Work required: In the records below, find the line containing "Target: horizontal railing rail" and retype it and every line after it exactly, adding nothing.

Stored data
==============================

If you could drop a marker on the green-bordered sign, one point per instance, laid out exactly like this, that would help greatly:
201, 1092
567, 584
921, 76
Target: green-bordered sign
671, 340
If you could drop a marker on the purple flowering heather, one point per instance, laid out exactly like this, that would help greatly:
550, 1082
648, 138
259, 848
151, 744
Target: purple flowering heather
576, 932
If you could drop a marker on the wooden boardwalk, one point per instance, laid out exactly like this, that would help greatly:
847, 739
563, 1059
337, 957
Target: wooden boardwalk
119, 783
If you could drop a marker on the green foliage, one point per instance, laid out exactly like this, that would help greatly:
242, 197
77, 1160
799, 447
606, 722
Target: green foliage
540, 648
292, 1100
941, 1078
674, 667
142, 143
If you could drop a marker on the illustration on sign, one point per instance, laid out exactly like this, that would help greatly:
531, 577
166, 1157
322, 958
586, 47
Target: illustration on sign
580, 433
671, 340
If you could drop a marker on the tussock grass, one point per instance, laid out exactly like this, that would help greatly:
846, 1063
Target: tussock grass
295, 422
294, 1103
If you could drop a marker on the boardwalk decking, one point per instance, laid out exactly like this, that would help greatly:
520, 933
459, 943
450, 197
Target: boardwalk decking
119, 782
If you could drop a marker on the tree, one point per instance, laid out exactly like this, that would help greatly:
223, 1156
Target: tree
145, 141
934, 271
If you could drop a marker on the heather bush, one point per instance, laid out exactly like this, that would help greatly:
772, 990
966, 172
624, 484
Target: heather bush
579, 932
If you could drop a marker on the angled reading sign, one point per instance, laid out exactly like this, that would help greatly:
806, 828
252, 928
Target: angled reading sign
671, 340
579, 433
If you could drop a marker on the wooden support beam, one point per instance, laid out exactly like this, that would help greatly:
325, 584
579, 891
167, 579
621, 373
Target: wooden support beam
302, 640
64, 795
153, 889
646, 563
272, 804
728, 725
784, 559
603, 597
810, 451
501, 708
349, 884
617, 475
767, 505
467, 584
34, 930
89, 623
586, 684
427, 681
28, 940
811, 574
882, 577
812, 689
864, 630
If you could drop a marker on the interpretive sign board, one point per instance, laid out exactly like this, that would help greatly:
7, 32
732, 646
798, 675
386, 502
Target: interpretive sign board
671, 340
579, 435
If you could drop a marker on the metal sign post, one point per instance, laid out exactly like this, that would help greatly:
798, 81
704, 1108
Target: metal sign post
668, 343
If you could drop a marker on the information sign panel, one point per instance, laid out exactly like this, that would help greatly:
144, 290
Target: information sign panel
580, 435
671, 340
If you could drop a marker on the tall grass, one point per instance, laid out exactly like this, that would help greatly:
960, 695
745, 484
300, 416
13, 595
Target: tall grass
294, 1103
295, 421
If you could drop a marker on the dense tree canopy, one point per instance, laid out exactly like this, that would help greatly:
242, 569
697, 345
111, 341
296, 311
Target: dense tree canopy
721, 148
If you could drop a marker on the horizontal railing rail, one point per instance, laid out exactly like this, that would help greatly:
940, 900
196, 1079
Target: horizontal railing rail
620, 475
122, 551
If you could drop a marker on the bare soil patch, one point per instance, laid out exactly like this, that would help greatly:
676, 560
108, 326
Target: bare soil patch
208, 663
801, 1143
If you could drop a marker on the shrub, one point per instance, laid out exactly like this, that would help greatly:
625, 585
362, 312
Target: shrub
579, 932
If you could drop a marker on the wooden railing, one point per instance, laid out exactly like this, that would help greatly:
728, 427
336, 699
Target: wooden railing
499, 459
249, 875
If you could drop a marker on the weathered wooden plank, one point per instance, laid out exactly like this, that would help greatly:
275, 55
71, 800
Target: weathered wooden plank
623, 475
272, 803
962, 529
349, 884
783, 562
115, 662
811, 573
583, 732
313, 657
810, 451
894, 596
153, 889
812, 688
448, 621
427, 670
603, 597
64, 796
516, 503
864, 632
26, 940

==============================

Output below:
Target: horizontal railing rail
620, 475
122, 551
If you could drop a marker on the bare soil patch, one point per instance, laid out exactly like this, that would help greatly:
676, 560
108, 326
Target: bare soil patch
208, 663
801, 1143
If you could drop a marker on the shrub, one point per instance, laid out exactly like this, that would help greatly:
625, 585
362, 312
Target: shrub
579, 932
If you could drop a marker on the wooden railing, one point per instance, laid out exactly like this, that would help greatly:
728, 427
336, 699
Target: wooden railing
499, 459
249, 875
If you could drop a marker on the weathered wooden plank, one point per instance, laid out exactly like this, that would help greatly:
275, 55
71, 800
Target: weathered wooden plank
623, 475
272, 803
962, 529
349, 884
783, 562
115, 662
811, 573
583, 732
313, 657
810, 451
894, 596
153, 889
812, 688
448, 621
427, 670
603, 597
64, 796
516, 503
864, 632
26, 940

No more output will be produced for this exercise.